## Exercise brief
Quote all of the records below word for word, keeping every line and its order unchanged.

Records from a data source
--- begin ---

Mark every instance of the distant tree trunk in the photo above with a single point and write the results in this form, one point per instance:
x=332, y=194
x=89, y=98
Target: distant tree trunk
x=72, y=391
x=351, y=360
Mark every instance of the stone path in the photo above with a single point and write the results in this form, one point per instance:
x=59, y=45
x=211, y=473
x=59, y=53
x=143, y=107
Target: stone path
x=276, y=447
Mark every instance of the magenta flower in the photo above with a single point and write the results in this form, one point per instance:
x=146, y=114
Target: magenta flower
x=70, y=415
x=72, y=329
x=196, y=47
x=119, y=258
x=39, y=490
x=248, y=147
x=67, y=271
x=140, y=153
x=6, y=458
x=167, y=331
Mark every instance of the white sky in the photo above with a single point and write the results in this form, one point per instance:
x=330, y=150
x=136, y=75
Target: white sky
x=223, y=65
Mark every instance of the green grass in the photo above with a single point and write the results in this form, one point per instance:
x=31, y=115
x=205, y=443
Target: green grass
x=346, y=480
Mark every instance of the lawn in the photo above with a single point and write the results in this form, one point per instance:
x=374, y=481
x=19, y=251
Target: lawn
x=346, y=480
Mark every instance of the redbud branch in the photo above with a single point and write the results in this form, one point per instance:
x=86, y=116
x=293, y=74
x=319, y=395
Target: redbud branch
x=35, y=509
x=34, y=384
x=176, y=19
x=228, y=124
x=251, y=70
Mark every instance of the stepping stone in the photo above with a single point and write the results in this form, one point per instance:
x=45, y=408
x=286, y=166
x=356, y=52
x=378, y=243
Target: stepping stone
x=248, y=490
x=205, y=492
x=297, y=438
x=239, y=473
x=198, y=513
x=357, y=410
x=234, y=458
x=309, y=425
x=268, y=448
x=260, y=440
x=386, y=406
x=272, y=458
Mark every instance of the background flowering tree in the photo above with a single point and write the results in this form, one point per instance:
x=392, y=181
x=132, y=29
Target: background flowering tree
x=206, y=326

--- end ---

## Output of the task
Mark every instance of the distant tree trunk in the photo above with a single point and write the results in this form, one point per instance:
x=332, y=194
x=89, y=98
Target: distant tree trunk
x=72, y=391
x=351, y=360
Mark every instance of the stone path in the photo above with a single point and write the results in this form, one point per instance:
x=59, y=45
x=211, y=473
x=59, y=53
x=143, y=107
Target: stone path
x=276, y=447
Mark every instance of the magenta flower in the photo above with a single point and write the results in this form, one point per instance:
x=146, y=114
Target: magenta flower
x=70, y=415
x=72, y=329
x=196, y=47
x=119, y=258
x=39, y=490
x=248, y=147
x=67, y=271
x=140, y=153
x=6, y=458
x=167, y=331
Mark every instance of the white sky in the photo above with a single point and write the results in this form, one point per instance:
x=330, y=150
x=136, y=75
Target: white sky
x=223, y=65
Mark every instance of the green grass in the photo above with a single point and write the results in this form, one point per instance:
x=31, y=115
x=205, y=443
Target: green grass
x=346, y=480
Mark every instance of the lawn in the photo above with a single point and write the results in this form, one point per instance:
x=374, y=481
x=19, y=251
Target: lawn
x=346, y=480
Mark every instance of the redbud branch in the photo above with a single point and write the results in this form, one point per instance:
x=86, y=116
x=293, y=74
x=319, y=395
Target: redbud branch
x=35, y=509
x=34, y=384
x=176, y=19
x=228, y=124
x=251, y=70
Mark every instance of the stepping stone in the photo above with a single point and write the results in this form, one point per instance:
x=45, y=408
x=286, y=166
x=356, y=52
x=378, y=243
Target: stepping stone
x=248, y=490
x=205, y=492
x=297, y=438
x=239, y=473
x=198, y=513
x=357, y=410
x=234, y=458
x=309, y=425
x=268, y=448
x=260, y=440
x=386, y=406
x=272, y=458
Mark every instance of the background flowering tree in the photo above with a single point and write the results in this form, one point per instance:
x=392, y=181
x=132, y=29
Target: background flowering tree
x=206, y=326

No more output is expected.